Written problem 1: Set down the news article below on Iligan's deadline for Marawi evacuees, reproducing it in full without any changes.

Preparation for graduation: Iligan wants Marawi evacuees out

A volunteer helps fill a warehouse in Iligan City with rice for evacuees from Marawi City, which was heavily damaged by fighting between government soldiers and Islamic State followers. —JEOFFREY MAITEM

ILIGAN CITY—The city government wants city facilities, including gymnasiums, cleared of evacuees from Marawi City by March 31 for schools’ graduation rites.

Mayor Celso Regencia said he had talked with Housing Assistant Secretary Felix Castro Jr., field office manager of Task Force Bangon Marawi (TFBM), to clear the facilities of evacuees but Castro had appealed for an extension of the deadline.

“We understand that because children of evacuees were still attending classes here,” Regencia said at a press conference here by the TFBM, which had been formed to supervise rehabilitation efforts in Marawi.

Appeal for extension

Marawi Mayor Majul Gandamra said he asked for the deadline extension because the Marawi City government had to prepare areas where evacuees would be relocated after their eviction from Iligan.

Gandamra said he asked Regencia to move the deadline to April 15.

Written problem 2: Return each line of the records below that contains the string "sneaker".

[Portion of a data file]
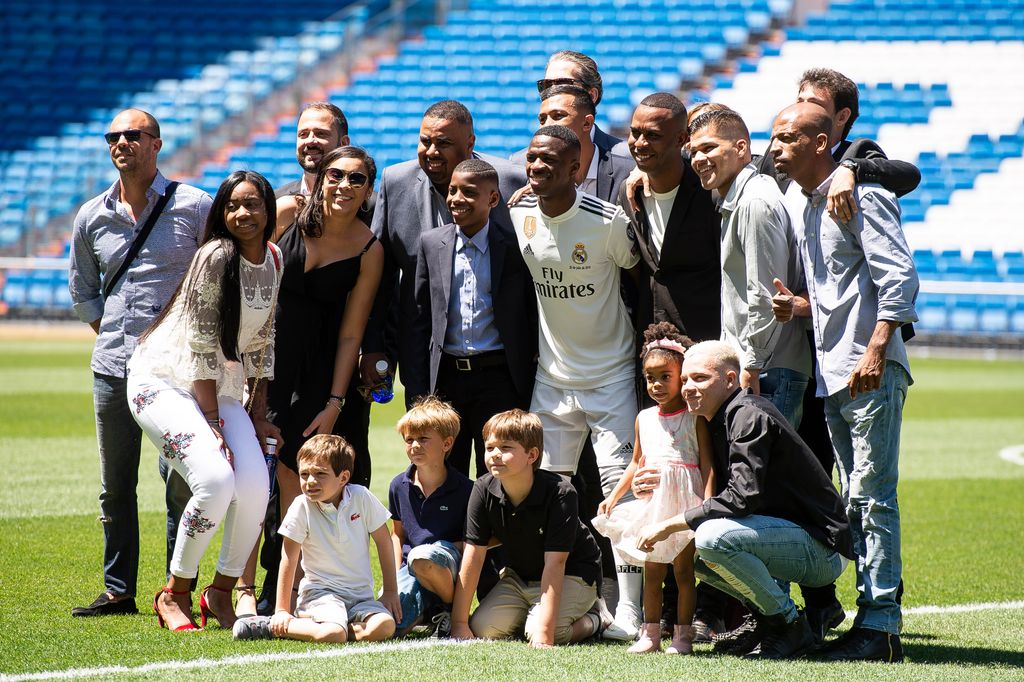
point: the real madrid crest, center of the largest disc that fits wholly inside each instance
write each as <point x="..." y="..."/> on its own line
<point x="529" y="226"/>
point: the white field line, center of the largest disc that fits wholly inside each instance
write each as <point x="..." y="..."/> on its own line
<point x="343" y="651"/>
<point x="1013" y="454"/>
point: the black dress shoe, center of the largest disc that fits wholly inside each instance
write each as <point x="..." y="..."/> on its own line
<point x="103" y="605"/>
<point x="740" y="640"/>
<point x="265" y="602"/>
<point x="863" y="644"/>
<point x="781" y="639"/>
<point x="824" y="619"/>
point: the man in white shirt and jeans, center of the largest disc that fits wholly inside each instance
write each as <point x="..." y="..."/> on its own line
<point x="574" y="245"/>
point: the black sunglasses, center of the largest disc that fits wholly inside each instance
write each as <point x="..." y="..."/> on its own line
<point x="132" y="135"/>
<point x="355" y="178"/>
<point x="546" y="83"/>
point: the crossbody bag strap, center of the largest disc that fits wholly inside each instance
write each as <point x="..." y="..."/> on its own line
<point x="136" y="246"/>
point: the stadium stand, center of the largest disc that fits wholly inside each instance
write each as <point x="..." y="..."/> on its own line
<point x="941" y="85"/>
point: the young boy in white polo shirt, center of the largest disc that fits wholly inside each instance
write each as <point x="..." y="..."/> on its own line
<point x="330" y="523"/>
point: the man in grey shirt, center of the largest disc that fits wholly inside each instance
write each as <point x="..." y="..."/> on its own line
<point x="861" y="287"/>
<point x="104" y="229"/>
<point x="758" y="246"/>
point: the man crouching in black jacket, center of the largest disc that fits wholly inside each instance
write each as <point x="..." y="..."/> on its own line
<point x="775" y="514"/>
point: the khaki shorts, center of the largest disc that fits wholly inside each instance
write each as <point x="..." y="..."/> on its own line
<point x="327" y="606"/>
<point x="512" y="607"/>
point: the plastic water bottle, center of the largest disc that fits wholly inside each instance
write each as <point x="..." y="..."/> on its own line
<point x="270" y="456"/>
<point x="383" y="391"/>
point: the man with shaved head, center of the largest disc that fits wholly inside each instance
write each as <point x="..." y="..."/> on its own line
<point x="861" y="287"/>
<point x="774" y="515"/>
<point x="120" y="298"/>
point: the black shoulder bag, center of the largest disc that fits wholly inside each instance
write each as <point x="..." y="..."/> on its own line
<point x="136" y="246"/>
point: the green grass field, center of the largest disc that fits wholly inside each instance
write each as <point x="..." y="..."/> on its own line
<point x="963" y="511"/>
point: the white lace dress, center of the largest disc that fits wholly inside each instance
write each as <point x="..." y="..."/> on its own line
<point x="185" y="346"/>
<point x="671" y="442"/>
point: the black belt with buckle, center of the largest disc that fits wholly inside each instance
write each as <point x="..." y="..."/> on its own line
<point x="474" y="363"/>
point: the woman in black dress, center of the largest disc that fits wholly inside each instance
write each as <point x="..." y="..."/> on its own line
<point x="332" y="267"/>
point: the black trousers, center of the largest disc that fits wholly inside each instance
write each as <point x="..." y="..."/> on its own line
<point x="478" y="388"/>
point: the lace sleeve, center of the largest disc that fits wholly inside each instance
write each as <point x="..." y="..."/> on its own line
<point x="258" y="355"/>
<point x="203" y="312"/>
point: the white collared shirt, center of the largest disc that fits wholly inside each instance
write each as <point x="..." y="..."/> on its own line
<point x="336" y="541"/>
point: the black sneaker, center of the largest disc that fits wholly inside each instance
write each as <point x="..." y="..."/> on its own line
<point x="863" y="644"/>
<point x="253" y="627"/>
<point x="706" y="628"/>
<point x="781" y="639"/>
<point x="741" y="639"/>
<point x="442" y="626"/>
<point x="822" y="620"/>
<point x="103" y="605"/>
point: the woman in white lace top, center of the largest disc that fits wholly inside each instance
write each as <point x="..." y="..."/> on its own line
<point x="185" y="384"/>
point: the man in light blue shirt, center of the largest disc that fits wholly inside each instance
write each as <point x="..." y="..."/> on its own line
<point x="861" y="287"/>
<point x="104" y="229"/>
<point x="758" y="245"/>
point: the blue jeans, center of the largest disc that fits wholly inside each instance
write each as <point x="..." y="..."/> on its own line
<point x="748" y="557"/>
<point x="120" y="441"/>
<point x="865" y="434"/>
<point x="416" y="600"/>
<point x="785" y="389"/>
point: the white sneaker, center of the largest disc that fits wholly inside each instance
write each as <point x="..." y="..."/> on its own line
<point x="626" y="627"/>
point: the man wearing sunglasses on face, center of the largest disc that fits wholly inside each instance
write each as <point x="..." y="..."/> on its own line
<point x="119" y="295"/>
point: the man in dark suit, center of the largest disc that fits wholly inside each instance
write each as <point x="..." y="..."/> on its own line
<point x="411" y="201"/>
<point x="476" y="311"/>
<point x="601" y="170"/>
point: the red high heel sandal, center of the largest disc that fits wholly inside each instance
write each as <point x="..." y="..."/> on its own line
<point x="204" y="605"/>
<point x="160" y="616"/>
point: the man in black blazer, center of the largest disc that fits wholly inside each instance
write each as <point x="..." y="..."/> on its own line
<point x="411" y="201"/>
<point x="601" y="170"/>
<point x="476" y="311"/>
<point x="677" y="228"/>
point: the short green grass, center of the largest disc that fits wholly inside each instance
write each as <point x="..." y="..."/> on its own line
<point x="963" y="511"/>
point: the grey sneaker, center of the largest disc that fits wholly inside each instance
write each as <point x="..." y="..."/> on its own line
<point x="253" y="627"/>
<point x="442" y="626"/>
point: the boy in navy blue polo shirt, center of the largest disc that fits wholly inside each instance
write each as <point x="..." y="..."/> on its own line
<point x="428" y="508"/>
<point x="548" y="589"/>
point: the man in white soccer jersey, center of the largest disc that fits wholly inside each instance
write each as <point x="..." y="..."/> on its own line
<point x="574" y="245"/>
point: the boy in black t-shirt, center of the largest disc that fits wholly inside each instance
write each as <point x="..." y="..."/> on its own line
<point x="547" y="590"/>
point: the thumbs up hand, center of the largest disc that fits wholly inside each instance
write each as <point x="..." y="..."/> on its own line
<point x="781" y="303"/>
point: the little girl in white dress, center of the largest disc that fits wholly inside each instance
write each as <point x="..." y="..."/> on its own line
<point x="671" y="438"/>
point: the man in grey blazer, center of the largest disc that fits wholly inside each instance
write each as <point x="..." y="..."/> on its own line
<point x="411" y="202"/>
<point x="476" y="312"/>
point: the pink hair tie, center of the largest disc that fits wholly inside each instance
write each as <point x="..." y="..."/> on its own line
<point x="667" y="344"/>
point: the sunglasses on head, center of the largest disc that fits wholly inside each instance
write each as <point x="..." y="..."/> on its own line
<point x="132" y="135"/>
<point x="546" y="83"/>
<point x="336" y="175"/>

Exercise solution 1:
Preparation for graduation: Iligan wants Marawi evacuees out

A volunteer helps fill a warehouse in Iligan City with rice for evacuees from Marawi City, which was heavily damaged by fighting between government soldiers and Islamic State followers. —JEOFFREY MAITEM

ILIGAN CITY—The city government wants city facilities, including gymnasiums, cleared of evacuees from Marawi City by March 31 for schools’ graduation rites.

Mayor Celso Regencia said he had talked with Housing Assistant Secretary Felix Castro Jr., field office manager of Task Force Bangon Marawi (TFBM), to clear the facilities of evacuees but Castro had appealed for an extension of the deadline.

“We understand that because children of evacuees were still attending classes here,” Regencia said at a press conference here by the TFBM, which had been formed to supervise rehabilitation efforts in Marawi.

Appeal for extension

Marawi Mayor Majul Gandamra said he asked for the deadline extension because the Marawi City government had to prepare areas where evacuees would be relocated after their eviction from Iligan.

Gandamra said he asked Regencia to move the deadline to April 15.

Exercise solution 2:
point: the black sneaker, center of the largest disc that fits wholly inside each instance
point: the white sneaker, center of the largest disc that fits wholly inside each instance
point: the grey sneaker, center of the largest disc that fits wholly inside each instance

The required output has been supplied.